AVAILABLE DATA section start
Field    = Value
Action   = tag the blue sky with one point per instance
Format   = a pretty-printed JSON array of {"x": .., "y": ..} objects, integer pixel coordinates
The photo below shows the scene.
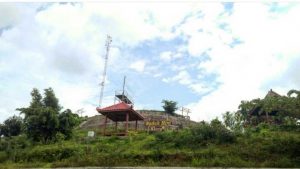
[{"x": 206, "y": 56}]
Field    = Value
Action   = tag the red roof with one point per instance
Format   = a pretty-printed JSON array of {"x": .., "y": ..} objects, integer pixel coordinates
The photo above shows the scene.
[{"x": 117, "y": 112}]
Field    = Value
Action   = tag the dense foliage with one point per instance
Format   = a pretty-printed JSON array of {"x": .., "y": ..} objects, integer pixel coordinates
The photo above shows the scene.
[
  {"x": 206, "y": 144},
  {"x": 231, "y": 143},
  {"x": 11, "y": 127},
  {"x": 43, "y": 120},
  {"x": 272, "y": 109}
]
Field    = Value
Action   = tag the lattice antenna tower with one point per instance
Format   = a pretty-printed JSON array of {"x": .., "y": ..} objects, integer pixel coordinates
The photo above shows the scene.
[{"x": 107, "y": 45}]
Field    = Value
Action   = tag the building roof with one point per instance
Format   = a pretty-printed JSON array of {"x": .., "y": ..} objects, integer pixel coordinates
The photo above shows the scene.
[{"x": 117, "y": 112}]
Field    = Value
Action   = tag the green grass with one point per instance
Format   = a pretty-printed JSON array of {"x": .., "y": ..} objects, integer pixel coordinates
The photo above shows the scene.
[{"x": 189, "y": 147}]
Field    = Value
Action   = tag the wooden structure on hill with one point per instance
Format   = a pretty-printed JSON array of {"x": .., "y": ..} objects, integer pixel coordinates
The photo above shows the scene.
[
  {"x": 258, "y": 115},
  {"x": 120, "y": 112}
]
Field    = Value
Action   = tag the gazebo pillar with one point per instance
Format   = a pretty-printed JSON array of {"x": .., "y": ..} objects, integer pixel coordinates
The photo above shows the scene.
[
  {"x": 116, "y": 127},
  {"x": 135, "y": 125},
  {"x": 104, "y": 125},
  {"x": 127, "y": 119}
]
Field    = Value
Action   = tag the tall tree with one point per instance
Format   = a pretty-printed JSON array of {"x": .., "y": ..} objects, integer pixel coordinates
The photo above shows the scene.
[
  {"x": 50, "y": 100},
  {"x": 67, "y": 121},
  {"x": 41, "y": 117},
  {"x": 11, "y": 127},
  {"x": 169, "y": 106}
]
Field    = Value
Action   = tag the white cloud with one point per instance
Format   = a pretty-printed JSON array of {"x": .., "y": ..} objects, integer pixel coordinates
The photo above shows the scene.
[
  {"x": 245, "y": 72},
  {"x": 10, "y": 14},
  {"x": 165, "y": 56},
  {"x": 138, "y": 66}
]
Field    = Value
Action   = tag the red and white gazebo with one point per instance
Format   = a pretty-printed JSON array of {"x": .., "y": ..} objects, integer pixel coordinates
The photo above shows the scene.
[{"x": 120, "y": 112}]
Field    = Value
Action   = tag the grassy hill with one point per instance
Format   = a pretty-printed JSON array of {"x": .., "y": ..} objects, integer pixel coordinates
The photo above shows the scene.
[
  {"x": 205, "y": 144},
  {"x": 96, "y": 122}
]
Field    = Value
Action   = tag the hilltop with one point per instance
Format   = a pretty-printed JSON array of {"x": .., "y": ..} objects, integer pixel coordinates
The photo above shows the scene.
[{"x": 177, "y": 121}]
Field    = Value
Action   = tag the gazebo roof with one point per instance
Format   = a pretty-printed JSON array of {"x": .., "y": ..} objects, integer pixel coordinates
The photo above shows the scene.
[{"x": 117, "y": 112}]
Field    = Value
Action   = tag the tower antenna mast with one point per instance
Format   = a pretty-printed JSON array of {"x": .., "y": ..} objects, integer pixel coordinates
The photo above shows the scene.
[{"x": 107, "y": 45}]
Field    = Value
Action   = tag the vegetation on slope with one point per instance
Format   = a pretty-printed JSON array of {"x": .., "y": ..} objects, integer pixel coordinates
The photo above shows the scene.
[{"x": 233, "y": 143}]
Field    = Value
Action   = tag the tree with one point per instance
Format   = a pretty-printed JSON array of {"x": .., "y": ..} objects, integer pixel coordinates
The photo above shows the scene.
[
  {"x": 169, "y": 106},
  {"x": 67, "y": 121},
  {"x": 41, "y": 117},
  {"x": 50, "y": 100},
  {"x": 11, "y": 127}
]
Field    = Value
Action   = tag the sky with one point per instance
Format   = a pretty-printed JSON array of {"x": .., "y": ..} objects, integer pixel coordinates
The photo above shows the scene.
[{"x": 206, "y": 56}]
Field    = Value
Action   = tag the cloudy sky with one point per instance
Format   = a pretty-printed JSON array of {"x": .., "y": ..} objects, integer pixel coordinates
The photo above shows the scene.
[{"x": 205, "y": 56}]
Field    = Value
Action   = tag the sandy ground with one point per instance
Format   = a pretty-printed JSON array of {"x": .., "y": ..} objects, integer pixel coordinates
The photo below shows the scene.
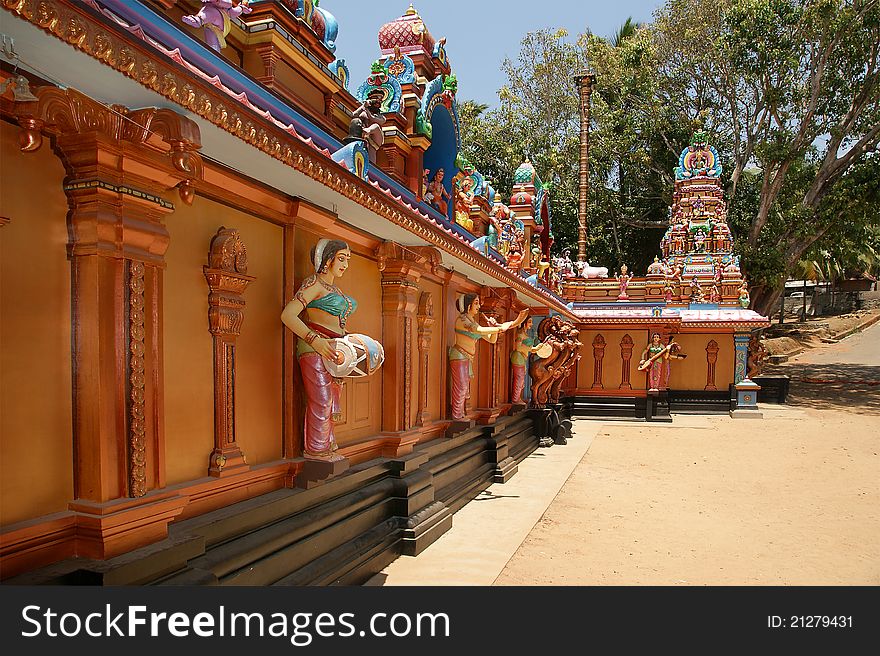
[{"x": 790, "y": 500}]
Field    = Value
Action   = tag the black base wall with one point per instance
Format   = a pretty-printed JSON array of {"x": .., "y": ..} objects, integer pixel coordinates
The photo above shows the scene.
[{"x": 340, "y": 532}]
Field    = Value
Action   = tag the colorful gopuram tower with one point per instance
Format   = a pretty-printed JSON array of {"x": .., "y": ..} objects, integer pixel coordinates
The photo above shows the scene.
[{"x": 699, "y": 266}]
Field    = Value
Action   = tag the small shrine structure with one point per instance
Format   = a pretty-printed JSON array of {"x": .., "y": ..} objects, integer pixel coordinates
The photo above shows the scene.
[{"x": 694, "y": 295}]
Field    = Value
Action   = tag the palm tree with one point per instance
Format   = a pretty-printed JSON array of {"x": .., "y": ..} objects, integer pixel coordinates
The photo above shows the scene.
AVAILABLE DATA section end
PROBLEM STATEMENT:
Where the string "antenna" occurs in the data, return the whole line.

ANSWER TO THIS TASK:
Action   = tag the lattice antenna tower with one point per instance
Action   = tag the tower antenna mast with one point per instance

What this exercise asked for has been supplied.